▶ _PASSAGE DU TEXTE_:

Idées - L'orgue de l'église du Très-Saint-Nom-de-Jésus : un joyau à sauvegarder

Pour qui voudrait en savoir davantage sur l'orgue du Très-Saint-Nom-de-Jésus

Patrimoine Québec


Pour ceux qui voudraient en savoir davantage sur l'orgue de l'église du Très-Saint-Nom-de-Jésus, voici en rappel ma lettre ouverte parue dans la section "Idées" du Devoir, le 25 mai 2010 : L'orgue de l'église du Très-Saint-Nom-de-Jésus : un joyau à sauvegarder.
L'orgue du Très-Saint-Nom-de-Jésus est un instrument exceptionnel à plusieurs égards.
Au début des années 1970, j'étudiais à l'École de musique Vincent-d'Indy à Montréal et je demeurais dans le quartier Maisonneuve, rue Adam, juste en face de l'église du Très-Saint-Nom-de-Jésus, où je dirigeais une chorale d'enfants du quartier que j'avais mise sur pied, enfants que j'initiais à la musique par le chant et la pratique de la flûte à bec.
Ma copine était l'organiste titulaire du Très-Saint-Nom-de-Jésus et étudiait elle aussi à Vincent-d'Indy dans la classe d'orgue de Françoise Aubut-Pratte. Pendant l'année scolaire, je travaillais à temps partiel pour le représentant Casavant de Montréal et à plein temps pendant les vacances d'été. L'orgue du Très-Saint-Nom-de-Jésus faisait partie des instruments que nous entretenions et fut pour moi le premier contact que j'eus avec le métier d'organier.

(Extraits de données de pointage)
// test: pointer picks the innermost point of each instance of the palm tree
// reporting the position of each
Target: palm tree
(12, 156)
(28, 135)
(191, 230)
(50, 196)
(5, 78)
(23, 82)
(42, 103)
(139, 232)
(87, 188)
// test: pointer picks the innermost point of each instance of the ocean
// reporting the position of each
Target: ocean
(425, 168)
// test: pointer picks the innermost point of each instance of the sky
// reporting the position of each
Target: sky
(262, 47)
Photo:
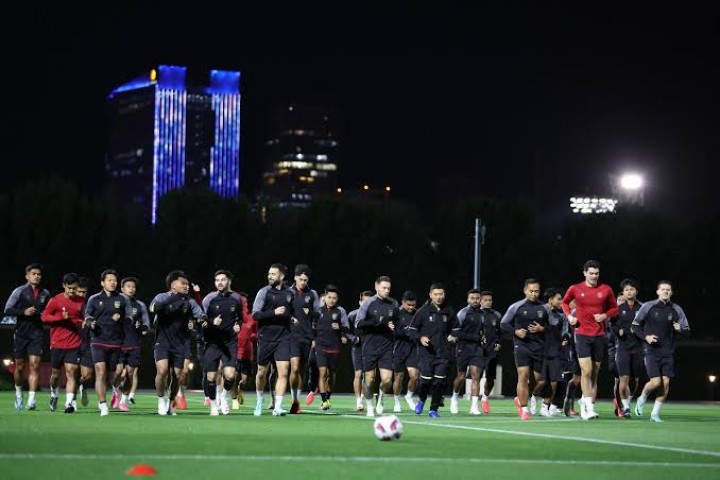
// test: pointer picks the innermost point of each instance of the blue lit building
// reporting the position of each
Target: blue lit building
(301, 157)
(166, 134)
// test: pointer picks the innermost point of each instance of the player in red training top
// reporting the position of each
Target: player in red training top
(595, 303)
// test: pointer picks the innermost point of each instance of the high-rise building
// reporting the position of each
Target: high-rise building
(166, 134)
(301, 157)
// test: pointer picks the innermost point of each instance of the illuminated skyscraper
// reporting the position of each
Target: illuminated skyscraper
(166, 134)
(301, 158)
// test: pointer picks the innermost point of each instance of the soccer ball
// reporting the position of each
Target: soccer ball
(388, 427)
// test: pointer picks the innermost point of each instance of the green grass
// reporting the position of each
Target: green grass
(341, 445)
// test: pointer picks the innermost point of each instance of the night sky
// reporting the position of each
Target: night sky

▶ _CONSIGNE_:
Recopiez intégralement le texte sur l'orgue du Très-Saint-Nom-de-Jésus, sans rien y changer.

▶ _RÉPONSE ATTENDUE_:
Idées - L'orgue de l'église du Très-Saint-Nom-de-Jésus : un joyau à sauvegarder

Pour qui voudrait en savoir davantage sur l'orgue du Très-Saint-Nom-de-Jésus

Patrimoine Québec


Pour ceux qui voudraient en savoir davantage sur l'orgue de l'église du Très-Saint-Nom-de-Jésus, voici en rappel ma lettre ouverte parue dans la section "Idées" du Devoir, le 25 mai 2010 : L'orgue de l'église du Très-Saint-Nom-de-Jésus : un joyau à sauvegarder.
L'orgue du Très-Saint-Nom-de-Jésus est un instrument exceptionnel à plusieurs égards.
Au début des années 1970, j'étudiais à l'École de musique Vincent-d'Indy à Montréal et je demeurais dans le quartier Maisonneuve, rue Adam, juste en face de l'église du Très-Saint-Nom-de-Jésus, où je dirigeais une chorale d'enfants du quartier que j'avais mise sur pied, enfants que j'initiais à la musique par le chant et la pratique de la flûte à bec.
Ma copine était l'organiste titulaire du Très-Saint-Nom-de-Jésus et étudiait elle aussi à Vincent-d'Indy dans la classe d'orgue de Françoise Aubut-Pratte. Pendant l'année scolaire, je travaillais à temps partiel pour le représentant Casavant de Montréal et à plein temps pendant les vacances d'été. L'orgue du Très-Saint-Nom-de-Jésus faisait partie des instruments que nous entretenions et fut pour moi le premier contact que j'eus avec le métier d'organier.